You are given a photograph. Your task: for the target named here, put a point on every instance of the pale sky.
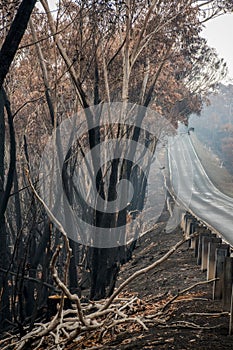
(219, 34)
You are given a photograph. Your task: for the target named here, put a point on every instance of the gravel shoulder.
(195, 320)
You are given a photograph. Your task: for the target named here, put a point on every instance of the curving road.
(195, 191)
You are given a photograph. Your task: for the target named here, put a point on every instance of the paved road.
(195, 190)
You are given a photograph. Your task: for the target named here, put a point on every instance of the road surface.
(195, 191)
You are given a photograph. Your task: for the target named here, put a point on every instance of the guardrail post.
(182, 222)
(212, 246)
(220, 254)
(199, 252)
(227, 282)
(205, 244)
(231, 314)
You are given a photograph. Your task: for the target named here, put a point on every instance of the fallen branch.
(186, 290)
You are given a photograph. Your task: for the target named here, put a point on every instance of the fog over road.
(194, 189)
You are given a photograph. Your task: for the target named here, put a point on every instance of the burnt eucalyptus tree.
(128, 51)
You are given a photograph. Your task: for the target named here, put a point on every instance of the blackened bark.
(14, 37)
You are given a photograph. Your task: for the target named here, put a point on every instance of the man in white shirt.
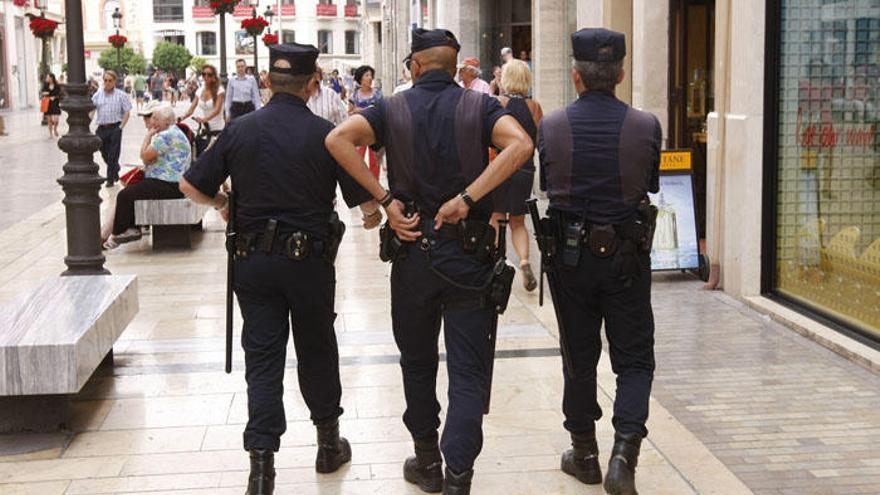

══════════

INSTRUCTIONS FOR THE TASK:
Copy every entry above word for word, leaving out the pictures.

RESULT:
You are given a photograph. Your task: for the target named here, put a point on every instance of the pale sky.
(219, 34)
You are given a photograph. Your task: for the target named here, put a point on every instance of the gravel shoulder.
(195, 320)
You are given a photograph. Your task: for the target named here, put a point on every instance of the curving road.
(195, 191)
You are given a photograph. Your task: for the target named here, put a point on every instance of the paved road.
(195, 190)
You are given a photograph. Your task: for the target named here, put a point on every instance of the road surface.
(195, 191)
You are given a photograph. Your task: for the target named here, put a point on every instance of the guardrail post.
(182, 222)
(212, 246)
(220, 254)
(199, 252)
(227, 282)
(205, 244)
(231, 314)
You are given a photograph. Your task: for the target named here, put a point on every instance of the fallen branch.
(186, 290)
You are given a photograph. Your task: for the target named here, put a point on every instance of the fog over road.
(194, 189)
You are given a photograph. Your task: for the target named here, put a point on every instance of the burnt eucalyptus tree.
(128, 51)
You are given a photograph. Your task: for the target named here, put a point on every instance of the blackened bark.
(14, 37)
You are given a photograph. Your task: for the target named here, put a point on every instance of the man in white shirt.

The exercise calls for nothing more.